• 阅读文段
*-*-*
Introduction

Summary about Computer Vision Paper

demo: `./Crowd Counting Paper Summary.md`

2019

cvpr19: Leveraging Heterogeneous Auxiliary Tasks to Assist Crowd Counting
- 除了backbone本身的loss之外,增加了heterogeneous attributes,包括了
  - Geometric attribute (depth prediction):通过生成辅助depth map来减小perspective distortion的影响
  - Semantic attribute (crowd segmentation):通过生成语义分割图去除图像中的noise
  - Numeric attribute (count estimation):通过得到预测的数字和ground truth比较
cvpr19: Wide-Area Crowd Counting via Ground-Plane Density Maps and Multi-View Fusion CNNs
- 解决在单一图片上训练的模型在多摄像头多角度下表现不好的问题, 提供了三个fuse model:
  - late fusion model fuses camera-view density maps: 先将不同角度下的密度图生成出来，再将这几(3)个密度图融合
  - the naive early fusion model fuses camera-view feature maps: 直接融合预测过程中的feature map
  - the multi-view multi-scale early fusion model favors that features aligned to the same ground-plane point have consistent scales:为了解决在不同视角下人物的大小可能不同, 通过获取多场景下的feature map, 通过上采样到相同尺寸, 并且通过Scale selection mask来转换到相同的尺寸, 其中Scale selection mask是根据摄像头位置设定的.
cvpr19: Residual Regression with Semantic Prior for Crowd Counting
- leverage the semantic prior to improve the performance of crowd counting and adopt adversarial loss
- 本文主要是探究了不同图像之间的关联关系(correlation relatioinship)
- 利用support images和input image叠加, support image就是semantic prior, 将不同support images融合的结果做residual loss.
cvpr19: Density Map Regression Guided Detection Network for RGB-D Crowd Counting and Localization
- RGB-D crowd counting, 利用了D(depth)深度信息
- 本文提出了一个数据集(ShanghaiTechRGBD): 2,193 images and 144,512 head counts
- 通过将深度信息不断加到不同尺寸的feature map上来适应不同远近的人群
cvpr19: Recurrent Attentive Zooming for Joint Crowd Counting and Precise Localization
- Main Net和 RAZNet(Recurrent Attentive Zooming), Main Net负责预测整张图, RAZNet负责选取整张图中的部分区域, 先将其超分到原图尺寸, 在进行预测, 最后将选中区域作为mask覆盖到原预测区域
cvpr19: Crowd Counting and Density Estimation by Trellis Encoder-Decoder Network
- 本文采用了一个Trellis结构的网络, 通过在网络的不同深度预测, 并将不同的预测结果组成联合loss
- 采用了一个Multi-scale Encoding Block, 就是将卷积层由一个多种尺寸卷积核组合的模块替代, 类似MCNN
- 将最后一个密度图预测之前的预测结果以dense connect类型连接在一起
cvpr19: Context-Aware Crowd Counting
- 本文利用不同大小的average pooling获取multiple receptive field
  - 先使用不同size的average pooling, 再上采样的原图尺寸, 利用输入的feature map做残差, 将残差结果作为权重乘到input feature map中
cvpr19: Revisiting Perspective Information for Efficient Crowd Counting
- 本文要解决perspective distortion问题
- 先用摄像头生成perspective map, 将其应用到ground truth上, 再用改变后的gt进行预测
cvpr19: Point in, Box out: Beyond Counting Persons in Crowds
- detection方法
- 通过选取人头中心点和附近点的距离来生成bounding box, 利用curriculum learning来训练网络
cvpr19: ADCrowdNet: An Attention-Injective Deformable Convolutional Network for Crowd Understanding
- 利用attention权重来增强网络, 先用encoder形成一个attention map, 再将attention map乘到feature map上, 用于decoder预测密度图
cvpr19: Learning from Synthetic Data for Crowd Counting in the Wild
- 利用GTA-5游戏生成了一个新的数据集(GCC), 先生成游戏画面, 在利用Cycle GAN生成真实图像.
*-*-*
• 提取信息

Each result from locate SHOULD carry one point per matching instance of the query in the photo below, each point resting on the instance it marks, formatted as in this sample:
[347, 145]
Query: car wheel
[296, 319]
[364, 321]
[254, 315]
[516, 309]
*-*-*
• 任务
1. 论文笔记提到，多视角多尺度早期融合模型会把多场景下的feature map上采样，再用Scale selection mask转换到相同尺寸。用一到三句话说明这样做的原因。
2. 照原样抄写论文笔记中的一段，从含有“cvpr19: Residual Regression”的文字开始，抄到“将不同support images融合的结果做residual loss.”为止。
这些材料与论文笔记没有关系。

• 预期结果
1. 这样做是为了解决人物在不同视角下大小可能不同的问题。其中的Scale selection mask根据摄像头位置设定。

2.
cvpr19: Residual Regression with Semantic Prior for Crowd Counting
- leverage the semantic prior to improve the performance of crowd counting and adopt adversarial loss
- 本文主要是探究了不同图像之间的关联关系(correlation relatioinship)
- 利用support images和input image叠加, support image就是semantic prior, 将不同support images融合的结果做residual loss.